TEXT EXCERPT:
In 2018, Mr. Koren approached Mr. Mostyn with a clever way to promote their annual antisemitism audit – to film a video for social media that imitated the famous “Mean Tweets” comedy segment from Jimmy Kimmel Live, where celebrities read aloud insulting tweets directed at them, often reacting with humour or disbelief.
“When I explained it to him, he was all for it. All to promote how absurd antisemites are,” Mr. Koren said. They brought in community leaders, rabbis, influencers and politicians to read out their own Mean Tweets. Mr. Mostyn read one he received: “Every time a donation is made to B’nai Brith, a Jew gets his horns.” His rejoinder: “I guess that depends on the size of the donation,” added with a smirk.
Rabbi Chaim Mendelsohn, spiritual leader of Ottawa’s Chabad of Centrepointe congregation, met Mr. Mostyn during the latter’s four-year stint in the city as B’nai Brith’s national director of public affairs, and according to the rabbi, the two developed a very deep friendship. With their respective organizations, they often collaborated on initiatives, including Torah classes with Jewish parliamentarians and a now-famous celebration to mark the Jewish holiday Sukkot.
During this holiday, Jews build booths called a sukkah – with canvas or wooden walls, and branches as roofs, to symbolize the huts used by the Israelites in the desert exodus. Mr. Mostyn was determined that there should be a sukkah on Parliament Hill – and began building it with the rabbi, yet neglected to secure any documentation or permission. Eventually, RCMP officers approached the two, asked a series of questions and a quick-thinking Mr. Mostyn talked his way out of the situation.
Subsequently, when the two men would run into each other at an event where Mr. Mostyn would introduce the rabbi to a new person, that story would be told.
“He’d always say he loved that story,” Mr. Mendelsohn said.
Last summer, Mr. Mostyn’s brother, Matthew Mostyn, travelled with him to Banff, Alta., where they hiked and whitewater rafted.
“Even though his body was weak, there was a young boy who fell from the raft. Mike, without hesitation, jumped in and pulled him back in,” Matthew said at the funeral.
Activist and former Iranian political prisoner Salman Sima told The Globe Mr. Mostyn was “a passionate fighter and great ally.” Since 2018, Mr. Sima said, they had worked together to lobby the federal government to list Iran’s Islamic Revolutionary Guard Corps as a terrorist entity. The Government of Canada did so in June, 2024.
Mr. Mostyn ran unsuccessfully in several political campaigns: In the federal elections of 2004 and 2006, he ran as the Conservative candidate in York Centre and lost to Liberal star candidate Ken Dryden, the former NHL goaltender; and in the 2011 Ontario election, he ran for the Progressive Conservatives and came in a close second to York Centre Liberal incumbent Monte Kwinter.
Both as a candidate and a community advocate, Mr. Mostyn enjoyed several long conversations over the years with Stephen Harper, he told this reporter in 2014. When asked how well he knew the then-prime minister, Mr. Mostyn quipped, “I suppose well enough, that I could greet him by saying ‘Hello Steve-O’ and it wouldn’t be disrespectful.”
“We’re kinda Stephen Harper fans in this family,” he said in a 2022 live stage interview in Midland, Ont. Mr. Harper made a surprise appearance at the 66th annual B’nai Brith dinner in Calgary in 2017.
Mr. Mostyn was “a true champion of community, a relentless fighter against antisemitism, and a proud Canadian who dedicated his life to building a better, more inclusive society,” Mr. Harper told The Globe by e-mail. “Taken from us too soon, Michael’s legacy of integrity, courage, and unwavering commitment to justice will continue to inspire us all.”
Mr. Mostyn leaves his wife, Ella, and their children, Benjy and Isabella. He also leaves his parents, Sheila and Alan Mostyn; and two siblings, Sari and Matthew.

RECORDS SUPPLIED:

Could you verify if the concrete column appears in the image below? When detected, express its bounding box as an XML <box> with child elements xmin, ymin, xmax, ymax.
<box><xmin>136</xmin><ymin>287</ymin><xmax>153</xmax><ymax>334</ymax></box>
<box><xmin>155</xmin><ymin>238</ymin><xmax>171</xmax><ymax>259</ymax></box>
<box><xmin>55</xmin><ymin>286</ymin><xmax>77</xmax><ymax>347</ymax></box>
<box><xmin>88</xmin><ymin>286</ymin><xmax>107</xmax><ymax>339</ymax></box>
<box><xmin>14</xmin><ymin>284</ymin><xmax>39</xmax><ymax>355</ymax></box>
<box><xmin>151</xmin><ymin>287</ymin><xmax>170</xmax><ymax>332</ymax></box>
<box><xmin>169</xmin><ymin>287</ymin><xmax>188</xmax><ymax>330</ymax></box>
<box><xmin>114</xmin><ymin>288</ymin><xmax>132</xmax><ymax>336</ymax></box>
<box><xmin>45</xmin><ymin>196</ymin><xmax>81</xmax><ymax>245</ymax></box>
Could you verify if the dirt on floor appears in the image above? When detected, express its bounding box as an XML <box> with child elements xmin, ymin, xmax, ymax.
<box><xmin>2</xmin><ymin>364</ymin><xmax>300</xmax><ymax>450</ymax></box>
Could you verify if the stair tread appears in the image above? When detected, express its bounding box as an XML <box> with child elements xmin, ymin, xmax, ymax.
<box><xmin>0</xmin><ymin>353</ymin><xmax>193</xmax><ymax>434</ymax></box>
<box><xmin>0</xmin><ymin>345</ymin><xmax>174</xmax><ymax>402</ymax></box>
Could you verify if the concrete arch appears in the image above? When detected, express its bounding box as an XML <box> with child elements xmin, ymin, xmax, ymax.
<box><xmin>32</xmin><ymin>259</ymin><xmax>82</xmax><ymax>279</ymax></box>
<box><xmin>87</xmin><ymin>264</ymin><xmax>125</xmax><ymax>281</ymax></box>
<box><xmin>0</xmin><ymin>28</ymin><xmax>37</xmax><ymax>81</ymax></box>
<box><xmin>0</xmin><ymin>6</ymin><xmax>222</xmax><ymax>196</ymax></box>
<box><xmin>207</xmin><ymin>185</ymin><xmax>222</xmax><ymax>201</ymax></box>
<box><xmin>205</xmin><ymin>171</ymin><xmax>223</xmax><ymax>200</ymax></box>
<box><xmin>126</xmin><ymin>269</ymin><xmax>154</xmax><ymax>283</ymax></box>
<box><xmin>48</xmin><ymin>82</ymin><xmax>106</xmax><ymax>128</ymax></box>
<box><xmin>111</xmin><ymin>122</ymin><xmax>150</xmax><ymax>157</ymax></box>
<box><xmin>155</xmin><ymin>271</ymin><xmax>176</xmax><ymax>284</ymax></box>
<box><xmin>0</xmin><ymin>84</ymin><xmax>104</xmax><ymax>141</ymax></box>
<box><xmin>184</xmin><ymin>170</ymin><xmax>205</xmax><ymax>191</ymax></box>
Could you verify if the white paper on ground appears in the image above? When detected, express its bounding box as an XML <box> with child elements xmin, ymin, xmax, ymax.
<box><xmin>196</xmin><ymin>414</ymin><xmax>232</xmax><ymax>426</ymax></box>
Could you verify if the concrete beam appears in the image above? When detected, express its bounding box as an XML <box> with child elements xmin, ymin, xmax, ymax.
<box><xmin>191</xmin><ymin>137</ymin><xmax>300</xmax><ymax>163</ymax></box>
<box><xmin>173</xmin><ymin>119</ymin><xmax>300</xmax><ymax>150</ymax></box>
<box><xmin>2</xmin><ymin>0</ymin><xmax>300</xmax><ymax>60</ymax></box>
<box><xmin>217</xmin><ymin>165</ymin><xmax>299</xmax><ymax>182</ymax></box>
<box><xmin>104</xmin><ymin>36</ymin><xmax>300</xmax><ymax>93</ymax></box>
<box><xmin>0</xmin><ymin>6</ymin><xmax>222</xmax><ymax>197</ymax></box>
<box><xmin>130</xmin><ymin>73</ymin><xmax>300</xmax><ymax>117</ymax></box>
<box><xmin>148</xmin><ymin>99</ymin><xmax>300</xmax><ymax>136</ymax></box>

REQUIRED WORK: Reproduce the stretch of the text about Mr. Mostyn from "During this holiday, Jews" through "of the situation.", word for word.

SOLUTION:
During this holiday, Jews build booths called a sukkah – with canvas or wooden walls, and branches as roofs, to symbolize the huts used by the Israelites in the desert exodus. Mr. Mostyn was determined that there should be a sukkah on Parliament Hill – and began building it with the rabbi, yet neglected to secure any documentation or permission. Eventually, RCMP officers approached the two, asked a series of questions and a quick-thinking Mr. Mostyn talked his way out of the situation.